» **TEXTO PROPORCIONADO**:
- - -
Sacrificamos el juicio por la moral. Cuando planeas algo, centrarte sólo en los aspectos positivos (“¡Qué gran idea!”) te ayudará a entusiasmarte y motivarte para dar el gran paso. Por otra, si buscas los defectos de tu plan (“¿Cuáles son los aspectos negativos? ¿Qué podría salir mal?”) es probable que identifiques si hay una alternativa mejor.
Hacemos estos sacrificios, y muchos otros, en general, sin notarlo. A fin de cuentas, el punto del autoengaño es que no es consciente. Si te descubrieras pensando, puntualmente: “¿Y si reconozco que me equivoqué?”, sería irrelevante. De modo que las mentes inconscientes tienen la tarea de elegir, caso por caso, qué objetivos priorizar. A veces elegimos la mentalidad de soldado, promoviendo nuestros objetivos emocionales o sociales a expensas de la verdad. En otras, elegimos la mentalidad centinela pues buscamos la verdad, incluso si no resulta ser lo que esperábamos.
Y a veces, nuestras mentes inconscientes intentan hacer ambas cosas. Cuando impartía talleres educativos, siempre preguntaba a mis alumnos cómo estaban. Si había alguien que estaba confundido o contento, era mejor saberlo cuanto antes, para resolverlo. Nunca ha sido fácil para mí buscar retroalimentación, así que estaba orgullosa por hacer lo correcto esta vez.
Estaba orgullosa, hasta que me di cuenta de que estaba haciendo algo sin percatarme. Cuando preguntaba a un alumno: “¿Estás disfrutando el taller?”, empezaba a asentar con la cabeza, con una sonrisa alentadora que sugería: La respuestas es sí, ¿verdad? Por favor contesta que sí . Era evidente que mis ganas de proteger mi autoestima y felicidad competían con las ganas de enterarme que había problemas por resolver. Se me quedó grabada la imagen de mí misma pidiendo comentarios honestos, mientras planteaba preguntas amañadas: la tensión entre el soldado y el centinela en una misma persona.
¿SOMOS RACIONALMENTE IRRACIONALES?
Debido a que es una constante ir y venir entre el centinela y el soldado de manera inconsciente, vale la pena preguntarse si somos buenos en ello. ¿Somos buenos para sopesar, con intuición, los costos y beneficios de conocer la verdad, en cualquier situación, contra los costos y beneficios de creer en una mentira?
- - -
[Elementos de datos]
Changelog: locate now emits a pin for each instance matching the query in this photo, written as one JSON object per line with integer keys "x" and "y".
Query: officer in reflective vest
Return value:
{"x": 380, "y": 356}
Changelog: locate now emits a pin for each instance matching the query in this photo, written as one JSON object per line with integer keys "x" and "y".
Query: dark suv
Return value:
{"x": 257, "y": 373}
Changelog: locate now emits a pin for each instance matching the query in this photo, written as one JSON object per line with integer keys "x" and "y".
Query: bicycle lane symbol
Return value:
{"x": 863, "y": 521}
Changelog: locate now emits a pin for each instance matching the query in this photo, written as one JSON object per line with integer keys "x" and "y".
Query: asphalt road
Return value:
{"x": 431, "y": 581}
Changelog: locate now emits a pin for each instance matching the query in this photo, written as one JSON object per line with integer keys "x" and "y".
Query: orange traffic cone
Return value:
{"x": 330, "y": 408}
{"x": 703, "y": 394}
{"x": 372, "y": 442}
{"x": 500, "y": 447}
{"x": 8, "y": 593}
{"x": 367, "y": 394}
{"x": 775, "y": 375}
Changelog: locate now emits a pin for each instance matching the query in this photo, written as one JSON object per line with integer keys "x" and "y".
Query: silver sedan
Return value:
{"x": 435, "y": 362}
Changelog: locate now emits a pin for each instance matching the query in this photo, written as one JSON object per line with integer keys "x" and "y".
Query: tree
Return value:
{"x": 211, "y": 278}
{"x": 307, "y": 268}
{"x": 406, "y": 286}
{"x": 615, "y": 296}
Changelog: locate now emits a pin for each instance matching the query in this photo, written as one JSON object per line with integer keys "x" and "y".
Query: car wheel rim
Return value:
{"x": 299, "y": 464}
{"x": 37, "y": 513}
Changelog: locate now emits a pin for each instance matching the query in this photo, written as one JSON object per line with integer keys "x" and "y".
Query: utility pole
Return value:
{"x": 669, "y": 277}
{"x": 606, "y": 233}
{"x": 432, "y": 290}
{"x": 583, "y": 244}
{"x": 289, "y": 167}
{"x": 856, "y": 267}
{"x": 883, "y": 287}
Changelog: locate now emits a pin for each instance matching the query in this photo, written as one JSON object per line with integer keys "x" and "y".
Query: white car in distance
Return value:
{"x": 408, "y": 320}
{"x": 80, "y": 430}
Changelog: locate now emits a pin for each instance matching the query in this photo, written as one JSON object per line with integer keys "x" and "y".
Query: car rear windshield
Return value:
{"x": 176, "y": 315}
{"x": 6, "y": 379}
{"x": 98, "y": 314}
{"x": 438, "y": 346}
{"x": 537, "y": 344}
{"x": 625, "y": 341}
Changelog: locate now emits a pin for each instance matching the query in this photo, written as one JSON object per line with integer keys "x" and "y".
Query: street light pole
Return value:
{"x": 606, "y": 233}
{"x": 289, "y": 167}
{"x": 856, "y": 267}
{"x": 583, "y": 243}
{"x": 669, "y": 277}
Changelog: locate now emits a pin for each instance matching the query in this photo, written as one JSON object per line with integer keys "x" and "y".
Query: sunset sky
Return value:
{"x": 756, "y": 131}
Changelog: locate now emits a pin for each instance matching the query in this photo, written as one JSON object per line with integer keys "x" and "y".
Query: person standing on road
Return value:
- - -
» **QUÉ HACER**:
**1.** ¿Concuerdan con el texto sobre la mentalidad de soldado y centinela las afirmaciones (a) quien narra impartía talleres educativos y preguntaba a sus alumnos cómo estaban, (b) a quien narra siempre le ha resultado fácil buscar retroalimentación y (c) el texto afirma que el autoengaño es consciente? Responde sí o no a cada una y cita las palabras del texto que lo deciden.
**2.** ¿Qué preguntas aparecen entre comillas (“ ”) en el texto sobre la mentalidad de soldado y centinela? Enuméralas todas por separado.
**3.** Reproduce el fragmento del texto sobre la mentalidad de soldado y centinela que va de "Debido a que" a "en una mentira?", ambos incluidos.

» **EJERCICIO RESUELTO**:
**1.**
(a) Sí: "Cuando impartía talleres educativos, siempre preguntaba a mis alumnos cómo estaban."
(b) No: "Nunca ha sido fácil para mí buscar retroalimentación".
(c) No: "el punto del autoengaño es que no es consciente".

**2.**
- ¿Cuáles son los aspectos negativos?
- ¿Qué podría salir mal?
- ¿Y si reconozco que me equivoqué?
- ¿Estás disfrutando el taller?

**3.**
Debido a que es una constante ir y venir entre el centinela y el soldado de manera inconsciente, vale la pena preguntarse si somos buenos en ello. ¿Somos buenos para sopesar, con intuición, los costos y beneficios de conocer la verdad, en cualquier situación, contra los costos y beneficios de creer en una mentira?